[Region labeling records]
[start]
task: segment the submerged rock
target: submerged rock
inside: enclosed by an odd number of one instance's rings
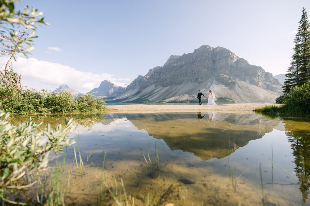
[[[179,180],[180,181],[180,182],[181,182],[186,185],[189,185],[191,184],[195,184],[196,183],[195,182],[193,182],[188,179],[186,179],[183,178],[180,178]]]

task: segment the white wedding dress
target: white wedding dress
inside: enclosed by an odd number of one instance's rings
[[[212,94],[211,95],[211,94]],[[216,98],[213,92],[209,93],[209,97],[208,98],[208,104],[207,105],[216,105],[215,101],[216,101]],[[212,98],[212,95],[213,98]]]

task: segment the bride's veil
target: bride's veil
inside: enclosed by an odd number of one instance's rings
[[[217,99],[216,99],[216,97],[215,96],[215,95],[213,92],[212,92],[212,95],[213,96],[213,99],[214,99],[214,101],[216,101]]]

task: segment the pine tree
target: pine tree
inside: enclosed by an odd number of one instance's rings
[[[310,80],[310,24],[306,9],[303,7],[301,18],[299,21],[292,49],[291,66],[286,74],[286,78],[283,88],[285,92],[289,92],[290,88],[300,86]]]

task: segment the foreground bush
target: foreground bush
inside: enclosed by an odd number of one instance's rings
[[[14,87],[0,87],[0,108],[18,114],[45,113],[102,110],[105,102],[90,93],[78,97],[67,92],[47,93],[35,90],[20,90]]]
[[[310,115],[310,81],[301,86],[292,88],[281,98],[284,105],[278,107],[267,105],[256,108],[254,111],[291,115]]]
[[[276,99],[276,104],[284,104],[285,101],[285,99],[284,99],[284,95],[281,95],[280,96],[277,97],[277,99]]]
[[[18,180],[32,171],[46,166],[51,152],[57,153],[74,143],[67,136],[75,128],[66,118],[65,126],[59,125],[52,131],[49,124],[44,132],[38,131],[41,123],[30,118],[18,126],[8,121],[9,113],[0,111],[0,188],[18,187]],[[0,198],[3,199],[3,192]]]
[end]
- _SHORT PROBLEM_
Return every line of the records above that contains the string "rock".

- _EXERCISE RESPONSE_
task: segment the submerged rock
target: submerged rock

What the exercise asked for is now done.